[Vorliegender Text]
'''

Ich vermute du packst dein Problem falsch an. 
Die Datenbank ist (primär) nur für die Datenhaltung zuständig, nicht für die Interpretation der Daten. 
Die Zuweisung vom richtigen Revier zu einem Fall ist ein logisches Problem, welches bereits _vor_ dem Schreiben in die Datenbank gelöst werden sollte.
Gegebenenfalls kann man so etwas auch _beim_ Schreiben lösen, aber dann hat man eher eine Datenbankspezifische Lösung mittels Triggern, PL/SQL o.Ä.
Ich will nicht partout sagen, dass so etwas mit SQL nicht möglich ist, aber für mich versuchst du wie gesagt das Problem zum falschen Zeitpunkt und an der falschen Stelle zu lösen.

Wie auch immer, dass was einem `IF` in SQL am ähnlichsten ist, ist das `CASE` statement ... aber den Weg würde ich an deiner Stelle gar nicht erst einschlagen.


----------



## Casio (31. Mai 2016)

und wie sollte ich, das vor dem Schreiben der Datenbank lösen?


----------



## Thallius (31. Mai 2016)

Mir ist nicht ganz klar was genau du Abfragen willst. Willst du wissen welche Fälle Für Revier 3030 überbleiben weil sie durch 2020 und 1010 nicht abgedeckt sind? Aber dann muss es ja bestimmte Parameter geben nach denen du abfragst. Wenn du nur nach Hansi abfragst, kannst du ja gar nicht wissen ob der Ort und oder das Delikt nicht auf ein weiteres Revier zutreffe?

Oder gibt es die Konstellation, dass es für ein Delikt keinen Bezirk gibt, oder für eine Ort? Für mich ist das ganze einfach noch zu unklar als das man da helfen könnte. Ich denke auch wie stg, dass du im ganzen Konzept einen Fehler hast, aber da wir das Konzept nicht verstehen ist es schweirig.

Gruß

Claus


----------



## Casio (31. Mai 2016)

Diese Unklarheiten kann ich gerne ausräumen, ich will eine Stufenweise "Einteilung" der Reviere vornehmen, sprich auf gut Deutsch, falls die erste Abfrage passt, also wenn Ort,Delikt und Täter passen, dann soll NUR Revier 1010 den Fall bekommen, wenn nicht soll geprüft werden ob Revier 2020 den Fall übernimmt, dies ist nur dann der Fall wenn es wenigstens beim Täter und beim Delikt um die Parameter da oben geht, falls dies auch nicht zutrifft soll geprüft werden ob Revier 3030 den Fall übernimmt und das tut es eben nur wenn Hansi123 der Täter war, sprich der Ort kann von mir aus Brasilien sein und das Delikt irgendwie Banküberfall oder sowas..... und wenn das ebenfalls nicht zutrifft weil der Täter eben Lisa321 heißt, würd ich quasi einen Error zurückgeben also nicht mehr die letzte Spalte ausspucken in der immer meine Reviere stehen sondern einfach irgendwie eine Fehlermeldung....

'''

[Auszüge der Zeilen]

'''

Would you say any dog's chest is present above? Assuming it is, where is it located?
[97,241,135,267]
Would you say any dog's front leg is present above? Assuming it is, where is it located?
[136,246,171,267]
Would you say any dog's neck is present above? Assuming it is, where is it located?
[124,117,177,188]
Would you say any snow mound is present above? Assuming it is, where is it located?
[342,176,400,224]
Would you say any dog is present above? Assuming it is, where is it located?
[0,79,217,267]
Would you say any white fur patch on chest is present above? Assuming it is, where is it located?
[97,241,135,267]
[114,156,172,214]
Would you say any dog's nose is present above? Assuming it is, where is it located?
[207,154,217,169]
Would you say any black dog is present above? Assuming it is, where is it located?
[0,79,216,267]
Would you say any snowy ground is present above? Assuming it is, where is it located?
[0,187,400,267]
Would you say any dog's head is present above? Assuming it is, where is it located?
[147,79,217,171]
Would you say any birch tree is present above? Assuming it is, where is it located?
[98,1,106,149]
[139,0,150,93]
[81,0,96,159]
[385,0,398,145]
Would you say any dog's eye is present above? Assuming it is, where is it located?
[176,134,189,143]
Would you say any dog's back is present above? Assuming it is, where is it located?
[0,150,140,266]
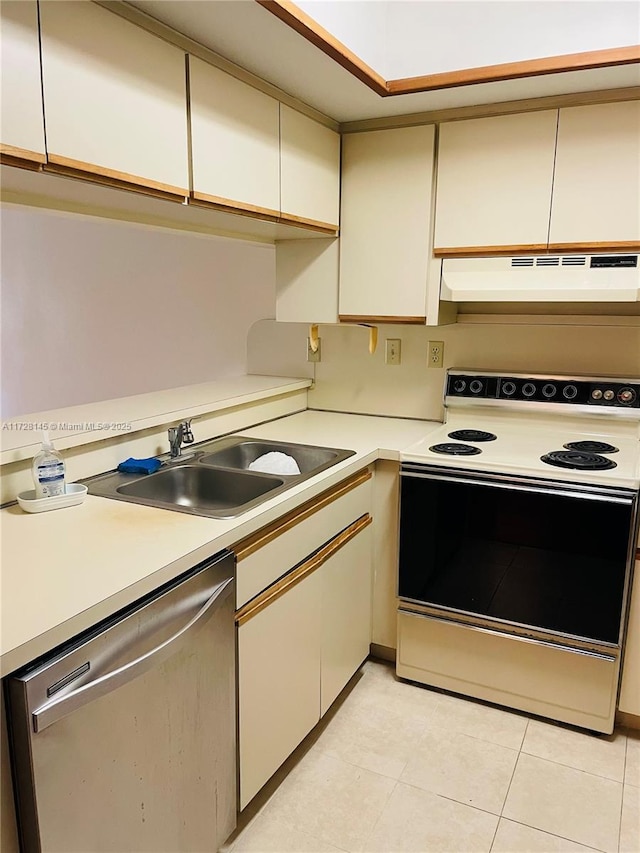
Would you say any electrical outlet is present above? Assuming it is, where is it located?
[427,341,444,367]
[384,338,401,364]
[307,338,322,361]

'''

[Arbeitsanweisungen]
(1) Beantworte bitte diese Fragen zum Forumsthread über die Revierzuweisung:
(a) Wofür ist die Datenbank laut dem ersten Beitrag primär zuständig?
(b) Welches SQL-Konstrukt kommt einem `IF` am nächsten?
(c) Unter welcher Bedingung soll Revier 3030 den Fall übernehmen?
(2) Führe den Forumsthread über die Revierzuweisung ab seinem letzten Satz fort.
Die Zeilen sind eigenständiges Material und gehören nicht zum Forumsthread.

[Antworten je Aufgabe]
(1)
(a) Für die Datenhaltung, nicht für die Interpretation der Daten.
(b) Das `CASE` statement.
(c) Nur wenn Hansi123 der Täter war; Ort und Delikt spielen dann keine Rolle.

(2)
Ich hoffe das mein Konzept jetzt klar ist falls immer noch nicht bin ich auch bereit das Beispiel weiter auszuführen

Es geht also vordergründung einfach darum zu sehen welches Revier am besten auf den Fall passt, dabei soll eben diese Vorgehensweise wie oben von mir beschrieben angewendet werden in genau der Reihenfolge

Grüße Casio


----------



## AndiE (31. Mai 2016)

Hi,

ich versuche mich mal. Soweit ich verstanden habe hast du eine Tabelle Polizeistation(Revier,Täter,Ort,Delikt). Nun füllst du diese mit Daten wie (1010, Ives,F,Baguettediebstahl) oder(2020,Nero,I,Brandstiftung). Irgendwie geht das nicht so, da die Reviernummer doch bei Eingabe der Daten nicht bekannt ist. Ich sehe zwischen revier und Fall eine 1:n-verbinung, wobei Fall(Täter,Ort, Delikt) ist.


----------



## Thallius (31. Mai 2016)

Aber beim erstellen eines Deliktes weist du doch welches Revier dafür zuständig ist?


----------



## AndiE (31. Mai 2016)

Gut, ganz genau würde ich noch eine Fall-ID vergeben. Dann kann ich einen Fall(FallID,Täter,Ort,Delikt) eingeben und anhand dieser Einträge in Zuweisung(Revier,FallID) den Fall dem Revier zuweisen. Wie ich einen Fall(FallID,Täter,Ort,Delikt) anlege, wenn ich den Täter erst ermitteln will, ist das Geheimnis des TO.


----------



## Casio (31. Mai 2016)

AndiE hat gesagt.:


> Hi,
> 
> ich versuche mich mal. Soweit ich verstanden habe hast du eine Tabelle Polizeistation(Revier,Täter,Ort,Delikt). Nun füllst du diese mit Daten wie (1010, Ives,F,Baguettediebstahl) oder(2020,Nero,I,Brandstiftung). Irgendwie geht das nicht so, da die Reviernummer doch bei Eingabe der Daten nicht bekannt ist. Ich sehe zwischen revier und Fall eine 1:n-verbinung, wobei Fall(Täter,Ort, Delikt) ist.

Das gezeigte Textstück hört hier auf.